◆ **Given request a**:
Copy the following text about Paula Fox and Desperate Characters in full, word for word.

◆ **Selection**:
+++
Paula Fox at The Paris Review’s 2013 Spring Revel.
In memory of Paula Fox, who died last week at age ninety-three, we’re looking back at a series of essays published on the Daily in 2013, when Fox received The Paris Review’s Hadada Prize for lifetime achievement.
First, Tom Bissell has the story of how, as a twenty-four-year-old editorial assistant, he brought Fox’s masterpiece, Desperate Characters, back into print:
W. W. Norton, the house that employed me, had encouraged me to come up with “ideas” for the paperback committee, which at the time felt like a huge honor. Correction: it was a huge honor. I had a few ideas, most of which, I was gently informed, stank. But one didn’t.
Bissell gathered a case for republishing Desperate Characters: testimonials from writers about its literary significance, photocopied pages of the book. Norton accepted. Bissell wrote:
But my experience of publishing Desperate Characters taught me a valuable lesson: literary reputation is a fragile, innocuous, and transient thing—a butterfly that dies in your palm the moment you capture it. Thus: do the work, which is the only thing over which a writer has some measure of control. Paula did the work. It was there for us to find, still vitally alive. In that sense, I wonder if maybe we don’t have all this backward. Maybe certain books and certain writers are not found. The work of Paula Fox, I think, found us.
+++
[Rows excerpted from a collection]

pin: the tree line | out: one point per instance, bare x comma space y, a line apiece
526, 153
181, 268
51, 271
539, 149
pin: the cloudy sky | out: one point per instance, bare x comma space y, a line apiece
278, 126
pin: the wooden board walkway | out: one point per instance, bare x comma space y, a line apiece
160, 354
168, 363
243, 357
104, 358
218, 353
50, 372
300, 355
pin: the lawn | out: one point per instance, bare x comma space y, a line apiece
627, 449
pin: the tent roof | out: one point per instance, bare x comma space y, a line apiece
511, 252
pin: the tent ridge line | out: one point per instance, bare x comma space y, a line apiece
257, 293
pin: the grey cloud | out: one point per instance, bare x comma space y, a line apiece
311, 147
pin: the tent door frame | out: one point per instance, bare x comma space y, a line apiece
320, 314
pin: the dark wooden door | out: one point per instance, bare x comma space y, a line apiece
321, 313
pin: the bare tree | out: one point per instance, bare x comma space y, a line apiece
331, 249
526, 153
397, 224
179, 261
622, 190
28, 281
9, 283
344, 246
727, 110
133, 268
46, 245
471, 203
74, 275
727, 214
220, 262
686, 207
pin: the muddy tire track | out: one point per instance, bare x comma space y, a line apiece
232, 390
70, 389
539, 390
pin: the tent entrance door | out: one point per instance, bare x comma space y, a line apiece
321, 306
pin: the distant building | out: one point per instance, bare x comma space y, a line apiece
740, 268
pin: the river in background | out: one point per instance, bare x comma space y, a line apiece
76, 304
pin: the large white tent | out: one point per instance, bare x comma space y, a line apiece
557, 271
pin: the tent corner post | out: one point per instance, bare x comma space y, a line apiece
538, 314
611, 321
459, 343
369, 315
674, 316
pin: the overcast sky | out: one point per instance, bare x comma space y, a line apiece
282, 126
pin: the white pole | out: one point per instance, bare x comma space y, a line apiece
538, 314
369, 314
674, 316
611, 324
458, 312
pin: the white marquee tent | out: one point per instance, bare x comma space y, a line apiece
+++
◆ **Given request b**:
Write out all of the rows above line by line, with nothing changed.

◆ **Complete response a**:
Paula Fox at The Paris Review’s 2013 Spring Revel.
In memory of Paula Fox, who died last week at age ninety-three, we’re looking back at a series of essays published on the Daily in 2013, when Fox received The Paris Review’s Hadada Prize for lifetime achievement.
First, Tom Bissell has the story of how, as a twenty-four-year-old editorial assistant, he brought Fox’s masterpiece, Desperate Characters, back into print:
W. W. Norton, the house that employed me, had encouraged me to come up with “ideas” for the paperback committee, which at the time felt like a huge honor. Correction: it was a huge honor. I had a few ideas, most of which, I was gently informed, stank. But one didn’t.
Bissell gathered a case for republishing Desperate Characters: testimonials from writers about its literary significance, photocopied pages of the book. Norton accepted. Bissell wrote:
But my experience of publishing Desperate Characters taught me a valuable lesson: literary reputation is a fragile, innocuous, and transient thing—a butterfly that dies in your palm the moment you capture it. Thus: do the work, which is the only thing over which a writer has some measure of control. Paula did the work. It was there for us to find, still vitally alive. In that sense, I wonder if maybe we don’t have all this backward. Maybe certain books and certain writers are not found. The work of Paula Fox, I think, found us.

◆ **Complete response b**:
pin: the tree line | out: one point per instance, bare x comma space y, a line apiece
526, 153
181, 268
51, 271
539, 149
pin: the cloudy sky | out: one point per instance, bare x comma space y, a line apiece
278, 126
pin: the wooden board walkway | out: one point per instance, bare x comma space y, a line apiece
160, 354
168, 363
243, 357
104, 358
218, 353
50, 372
300, 355
pin: the lawn | out: one point per instance, bare x comma space y, a line apiece
627, 449
pin: the tent roof | out: one point per instance, bare x comma space y, a line apiece
511, 252
pin: the tent ridge line | out: one point per instance, bare x comma space y, a line apiece
257, 293
pin: the grey cloud | out: one point per instance, bare x comma space y, a line apiece
311, 147
pin: the tent door frame | out: one point per instance, bare x comma space y, a line apiece
320, 314
pin: the dark wooden door | out: one point per instance, bare x comma space y, a line apiece
321, 313
pin: the bare tree | out: one point per instance, bare x comma space y, a line apiece
331, 249
526, 153
397, 224
179, 261
622, 190
28, 281
9, 283
344, 246
727, 110
133, 268
46, 245
471, 203
74, 275
727, 214
220, 262
686, 207
pin: the muddy tire track | out: one point per instance, bare x comma space y, a line apiece
232, 390
70, 389
539, 390
pin: the tent entrance door | out: one point per instance, bare x comma space y, a line apiece
321, 306
pin: the distant building | out: one point per instance, bare x comma space y, a line apiece
740, 268
pin: the river in background | out: one point per instance, bare x comma space y, a line apiece
76, 304
pin: the large white tent | out: one point per instance, bare x comma space y, a line apiece
557, 271
pin: the tent corner post | out: one point per instance, bare x comma space y, a line apiece
538, 314
611, 321
459, 343
369, 315
674, 316
pin: the overcast sky | out: one point per instance, bare x comma space y, a line apiece
282, 126
pin: the white pole | out: one point per instance, bare x comma space y, a line apiece
538, 314
369, 314
674, 316
611, 324
458, 312
pin: the white marquee tent | out: one point per instance, bare x comma space y, a line apiece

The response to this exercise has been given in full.